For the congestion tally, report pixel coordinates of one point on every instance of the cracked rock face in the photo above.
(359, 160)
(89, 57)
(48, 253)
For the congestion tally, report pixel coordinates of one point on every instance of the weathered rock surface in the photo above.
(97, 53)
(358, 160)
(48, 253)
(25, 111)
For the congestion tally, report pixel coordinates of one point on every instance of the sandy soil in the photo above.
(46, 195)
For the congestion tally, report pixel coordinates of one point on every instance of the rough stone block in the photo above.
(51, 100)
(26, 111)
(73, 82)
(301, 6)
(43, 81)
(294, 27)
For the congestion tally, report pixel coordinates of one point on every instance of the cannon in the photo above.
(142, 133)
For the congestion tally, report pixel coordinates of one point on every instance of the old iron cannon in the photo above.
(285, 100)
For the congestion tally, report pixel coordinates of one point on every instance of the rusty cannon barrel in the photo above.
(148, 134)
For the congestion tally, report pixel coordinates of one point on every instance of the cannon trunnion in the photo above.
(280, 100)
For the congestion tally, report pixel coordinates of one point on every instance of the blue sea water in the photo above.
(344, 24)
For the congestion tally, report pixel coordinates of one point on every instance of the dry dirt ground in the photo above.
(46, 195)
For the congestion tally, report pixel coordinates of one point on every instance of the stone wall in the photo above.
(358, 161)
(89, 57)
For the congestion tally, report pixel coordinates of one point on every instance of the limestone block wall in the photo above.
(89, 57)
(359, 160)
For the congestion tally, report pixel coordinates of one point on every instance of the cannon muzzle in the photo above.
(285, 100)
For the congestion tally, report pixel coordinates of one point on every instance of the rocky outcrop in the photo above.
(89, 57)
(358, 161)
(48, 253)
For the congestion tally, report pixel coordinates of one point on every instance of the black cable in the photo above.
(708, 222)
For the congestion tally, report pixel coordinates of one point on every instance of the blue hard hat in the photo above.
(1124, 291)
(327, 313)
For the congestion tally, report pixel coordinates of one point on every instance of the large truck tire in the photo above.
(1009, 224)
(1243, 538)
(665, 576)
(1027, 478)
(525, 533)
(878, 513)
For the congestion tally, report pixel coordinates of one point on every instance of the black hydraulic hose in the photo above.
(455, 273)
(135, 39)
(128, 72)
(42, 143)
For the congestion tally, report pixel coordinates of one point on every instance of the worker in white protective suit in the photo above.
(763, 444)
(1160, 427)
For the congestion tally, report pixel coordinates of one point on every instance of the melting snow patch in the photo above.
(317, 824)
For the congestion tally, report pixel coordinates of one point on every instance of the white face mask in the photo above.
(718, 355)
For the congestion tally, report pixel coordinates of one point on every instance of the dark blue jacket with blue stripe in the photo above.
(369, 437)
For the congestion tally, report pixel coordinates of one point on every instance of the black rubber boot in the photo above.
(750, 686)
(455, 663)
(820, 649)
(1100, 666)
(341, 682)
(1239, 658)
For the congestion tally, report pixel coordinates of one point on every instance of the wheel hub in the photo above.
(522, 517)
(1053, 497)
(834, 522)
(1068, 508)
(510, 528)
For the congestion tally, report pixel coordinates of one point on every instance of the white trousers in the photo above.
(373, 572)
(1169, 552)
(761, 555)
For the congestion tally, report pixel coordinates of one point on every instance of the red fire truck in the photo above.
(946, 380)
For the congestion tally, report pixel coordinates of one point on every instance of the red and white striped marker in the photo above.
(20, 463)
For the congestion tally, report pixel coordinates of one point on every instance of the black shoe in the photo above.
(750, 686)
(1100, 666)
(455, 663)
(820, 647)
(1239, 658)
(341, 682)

■ AIM: Recast every line of the records above as a Markdown table with two columns, Number and Entry. Put the row number in Number and the line in Entry, and leave out blank lines.

■ RESPONSE FOR THIS EXERCISE:
| Number | Entry |
|---|---|
| 1 | For the congestion tally, report pixel coordinates of one point on every instance of the cracked rock face in the photo above. |
| 2 | (359, 160) |
| 3 | (89, 57) |
| 4 | (48, 253) |
| 5 | For the congestion tally, report pixel coordinates of one point on every instance of the weathered rock surface in the photo above. |
| 6 | (97, 53) |
| 7 | (358, 160) |
| 8 | (48, 253) |
| 9 | (25, 111) |
| 10 | For the congestion tally, report pixel coordinates of one point on every instance of the sandy soil in the photo above. |
| 11 | (46, 195) |
| 12 | For the congestion tally, report pixel coordinates of one point on every instance of the rough stone block in the photo above. |
| 13 | (51, 100) |
| 14 | (26, 111) |
| 15 | (73, 82) |
| 16 | (301, 6) |
| 17 | (43, 81) |
| 18 | (294, 27) |
| 19 | For the congestion tally, report pixel coordinates of one point on every instance of the cannon in the photo above. |
| 20 | (142, 133) |
| 21 | For the congestion tally, report pixel coordinates of one point on every instance of the old iron cannon in the photo above. |
| 22 | (285, 100) |
| 23 | For the congestion tally, report pixel coordinates of one point on every instance of the rusty cannon barrel in the photo above. |
| 24 | (148, 134) |
| 25 | For the congestion tally, report pixel coordinates of one point on every instance of the cannon trunnion in the photo above. |
| 26 | (280, 100) |
| 27 | For the congestion tally, report pixel coordinates of one point on every instance of the blue sea water in the photo above. |
| 28 | (344, 24) |
| 29 | For the congestion tally, report pixel coordinates of one point on every instance of the dry dirt ground in the photo above. |
| 30 | (46, 195) |
| 31 | For the congestion tally, report pixel coordinates of one point on every instance of the stone wall in the photo above. |
| 32 | (358, 161) |
| 33 | (89, 57) |
| 34 | For the congestion tally, report pixel coordinates of one point on every instance of the limestone block wall in the photo above. |
| 35 | (89, 57) |
| 36 | (359, 160) |
| 37 | For the congestion tally, report pixel coordinates of one point on every instance of the cannon muzzle in the photo above. |
| 38 | (285, 100) |
| 39 | For the congestion tally, report pixel coordinates of one point on every instance of the rocky outcrop in the photo above. |
| 40 | (89, 57) |
| 41 | (358, 161) |
| 42 | (48, 253) |
| 43 | For the congestion tally, report pixel coordinates of one point on every instance of the black cable in the photo above. |
| 44 | (708, 222) |
| 45 | For the congestion tally, report pixel coordinates of one point on every instance of the blue hard hat in the photo above. |
| 46 | (1124, 291) |
| 47 | (327, 313) |
| 48 | For the congestion tally, report pixel coordinates of one point on every instance of the large truck tire in the photo above. |
| 49 | (1009, 224) |
| 50 | (1243, 538) |
| 51 | (665, 576) |
| 52 | (1027, 478) |
| 53 | (525, 533) |
| 54 | (878, 513) |
| 55 | For the congestion tally, report pixel coordinates of one point on every instance of the black hydraulic hose in the photo above. |
| 56 | (455, 273) |
| 57 | (135, 39) |
| 58 | (128, 72) |
| 59 | (42, 143) |
| 60 | For the congestion tally, report pixel coordinates of one point on every instance of the worker in white protective suit in the photo above. |
| 61 | (763, 444) |
| 62 | (1160, 427) |
| 63 | For the congestion tally, report pixel coordinates of one point on every instance of the melting snow patch in the photo above. |
| 64 | (317, 824) |
| 65 | For the congestion tally, report pixel coordinates of one point on every instance of the white face mask in the photo above. |
| 66 | (718, 355) |
| 67 | For the congestion tally, report pixel coordinates of one point on every instance of the dark blue jacket with blue stripe in the photo above. |
| 68 | (369, 437) |
| 69 | For the congestion tally, report pixel coordinates of one point on every instance of the black rubber boot in the photo above. |
| 70 | (750, 686) |
| 71 | (455, 663) |
| 72 | (820, 649) |
| 73 | (1100, 666) |
| 74 | (341, 682) |
| 75 | (1239, 658) |
| 76 | For the congestion tally, report pixel coordinates of one point on every instance of the wheel hub in the photo above. |
| 77 | (522, 517) |
| 78 | (1053, 497) |
| 79 | (834, 522) |
| 80 | (1068, 508) |
| 81 | (510, 528) |
| 82 | For the congestion tally, report pixel coordinates of one point on every instance of the white trousers in the photo above. |
| 83 | (373, 572) |
| 84 | (1169, 552) |
| 85 | (761, 555) |
| 86 | For the congestion tally, report pixel coordinates of one point on every instance of the red fire truck in the photo above. |
| 87 | (946, 380) |
| 88 | For the congestion tally, report pixel coordinates of one point on every instance of the red and white striped marker in the photo above. |
| 89 | (20, 463) |
| 90 | For the congestion tally, report pixel coordinates of one point on every instance of the black shoe in the photo above. |
| 91 | (750, 686) |
| 92 | (1100, 666) |
| 93 | (455, 663) |
| 94 | (820, 647) |
| 95 | (1239, 658) |
| 96 | (341, 682) |